--- START Reading text ---
Saturday 28 December 1667

Up, and to the office, where busy all the morning, at noon home, and there to dinner with my clerks and Mr. Pelling, and had a very good dinner, among others a haunch of venison boiled, and merry we were, and I rose soon from dinner, and with my wife and girle to the King’s house, and there saw “The Mad Couple,” which is but an ordinary play; but only Nell’s and Hart’s mad parts are most excellently done, but especially hers: which makes it a miracle to me to think how ill she do any serious part, as, the other day, just like a fool or changeling; and, in a mad part, do beyond all imitation almost. [It pleased us mightily to see the natural affection of a poor woman, the mother of one of the children brought on the stage: the child crying, she by force got upon the stage, and took up her child and carried it away off of the stage from Hart.]

Many fine faces here to-day. Thence home, and there to the office late, and then home to supper and to bed.

I am told to-day, which troubles me, that great complaint is made upon the ’Change, among our merchants, that the very Ostend little pickaroon men-of-war do offer violence to our merchant-men, and search them, beat our masters, and plunder them, upon pretence of carrying Frenchmen’s goods. Lord! what a condition are we come to, and that so soon after a war!


13 Annotations

Roger The Weather  •  Link

Average Temperature for December 1667, 3C.

This was indeed a cold December in 1667, the mean of 3C ranking 82nd coldest out of 351 since 1659. However, the current December in 'Central England' is in contention of being the coldest of all in this period! with the mean near 0c,(much dependant on the next few days). Probably something to do with global warming........

Christopher Squire  •  Link

‘picaroon, n.1 and adj.
Etymology:  Probably a transferred use of Spanish picarón.
 1. A. n. a. A pirate or privateer. Also fig. Now chiefly hist.
1624    J. Smith Gen. Hist. Virginia v. 184   Meeting a French Piccaroune‥hee‥tooke from them what hee liked.
c1681    E. Hickeringill Trimmer in Wks. (1716) I. 355   A Letter of Mart against the Common-Piqueroon of all good Mens Reputations.
. . 1996    Observer 3 Mar. (Life Suppl.) 47/3   In certain latitudes, the crew had stood day and night anti-pirate watches, fire hoses primed and ready to repel the picaroons.’ [OED]

Roger The Weather's suggested climate change explanation for the cold weather we've had in europe [now much abated] is discussed at: http://www.realclimate.org/index.php/archives/201…

‘Cold winter in a world of warming? Last June, during the International Polar Year conference, James Overland suggested that there are more cold and snowy winters to come. He argued that the exceptionally cold snowy 2009-2010 winter in Europe had a connection with the loss of sea-ice in the Arctic. The cold winters were associated with a persistent ‘blocking event’, bringing in cold air over Europe from the north and the east . . ‘

The jury is still out & may be some time on this one . .
--- END Reading text ---
--- START Record excerpts ---
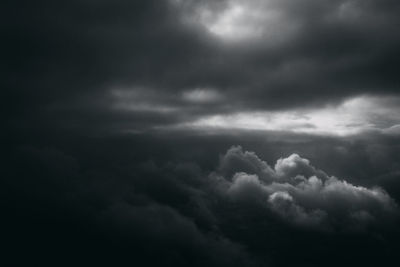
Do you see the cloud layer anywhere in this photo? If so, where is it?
[211,147,396,230]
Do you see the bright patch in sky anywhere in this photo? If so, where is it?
[183,88,222,104]
[179,96,400,136]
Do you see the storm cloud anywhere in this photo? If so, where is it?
[0,0,400,266]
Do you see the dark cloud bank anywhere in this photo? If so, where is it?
[0,0,400,266]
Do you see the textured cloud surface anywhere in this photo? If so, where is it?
[211,146,396,229]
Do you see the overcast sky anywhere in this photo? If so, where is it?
[0,0,400,266]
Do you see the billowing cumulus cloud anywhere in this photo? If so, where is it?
[4,0,400,267]
[211,147,396,228]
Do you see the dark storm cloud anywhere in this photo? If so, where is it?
[212,147,396,228]
[1,132,399,266]
[0,0,400,266]
[2,0,399,133]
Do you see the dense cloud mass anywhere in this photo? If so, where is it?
[0,0,400,267]
[213,147,396,229]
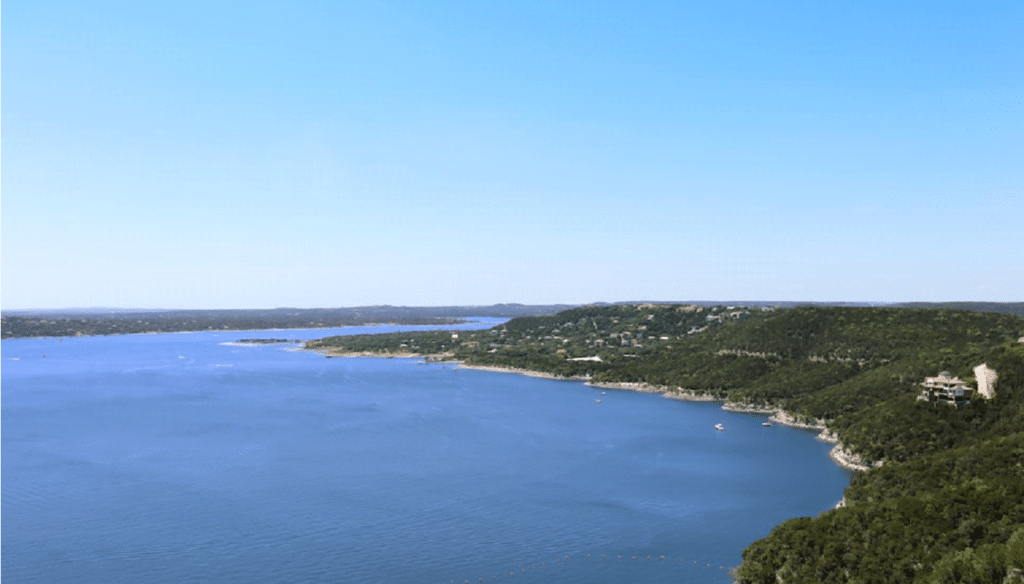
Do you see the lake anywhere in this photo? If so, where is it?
[0,319,849,584]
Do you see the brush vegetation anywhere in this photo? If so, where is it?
[307,304,1024,584]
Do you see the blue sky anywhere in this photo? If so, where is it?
[0,0,1024,309]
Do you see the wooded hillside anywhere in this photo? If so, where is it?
[307,304,1024,584]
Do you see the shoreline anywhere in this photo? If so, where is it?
[303,349,883,472]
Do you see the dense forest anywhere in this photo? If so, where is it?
[307,304,1024,584]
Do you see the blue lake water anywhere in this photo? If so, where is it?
[2,320,849,584]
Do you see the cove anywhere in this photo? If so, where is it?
[0,321,849,584]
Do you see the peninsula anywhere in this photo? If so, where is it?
[305,303,1024,584]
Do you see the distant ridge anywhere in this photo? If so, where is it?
[890,302,1024,317]
[0,304,573,339]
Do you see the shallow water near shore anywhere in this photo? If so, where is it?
[0,320,849,584]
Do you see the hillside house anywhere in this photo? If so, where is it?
[974,363,998,400]
[920,371,974,406]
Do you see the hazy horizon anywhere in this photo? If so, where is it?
[0,0,1024,310]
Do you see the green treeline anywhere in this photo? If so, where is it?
[307,304,1024,583]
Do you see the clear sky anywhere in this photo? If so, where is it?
[0,0,1024,309]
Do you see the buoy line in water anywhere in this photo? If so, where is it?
[450,552,730,584]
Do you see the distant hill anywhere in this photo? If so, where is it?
[0,304,568,339]
[892,302,1024,317]
[306,303,1024,584]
--- END Record excerpts ---
* Directive *
Please continue the diary page for 28 December 1667 and its annotations, picking up right after its final line.

* Output for this exercise *
Terry Foreman  •  Link

Written from: London - Date: 28 December 1667

William Legge to Ormond

Has received the Duke's letter of December 18. Says that political affairs in England are now "in a strange labyrinth, from such change of counsels in Parliament and Court." Nor does the Duke escape.
_____

Anglesey to Ormond

Reverts to the subject of the claims of the "nominees", under the Acts of Settlement and Explanation.

The Christmas at Court is, he adds, a very doleful one. The wont and work of the season used to be "love, and friendly converse; now, there is nothing but practice to undermine and supplant one another". ...

http://www.rsl.ox.ac.uk/dept/scwmss/projects/cart…

Robert Gertz  •  Link

Heaven...

"Mr. Pepys." grim tone.

Kapow...

Sam wipes cream pie from face... "I see you've read my Diary too, Ms. Gywn."

"I figured you'd appreciate the comic irony touch." Neil glares. Turning on heel and stalking off.

"You know..." Sam notes to Bess as she wipes pie...Hmmn, coconut, not bad, she notes... "I often wonder if this really is Heaven and not..."

"Sam'l...I'd never lie to you." Bess, shocked tone... "But it never hurts to keep you wondering a little." grin. Hmmn...Stoops to pick up flyer dropped on floor. "Ms. Gywn left this, I think. Hmmn..." hands to Sam.

"Neil Gywn is 'Hamlet'?!" Sam chokes. "Oh, this is Hell!"

"Now, now. You don't have to go." Bess soothes.

Robert Gertz  •  Link

"...that the very Ostend little pickaroon men-of-war do offer violence to our merchant-men, and search them, beat our masters, and plunder them..."

Since Ostend should still be part of the Spanish Netherlands is Sam complaining about Spanish or Spanish-sanctioned privateers, local pirates, Dutch or Dutch-sanctioned privateers...Or all of the above?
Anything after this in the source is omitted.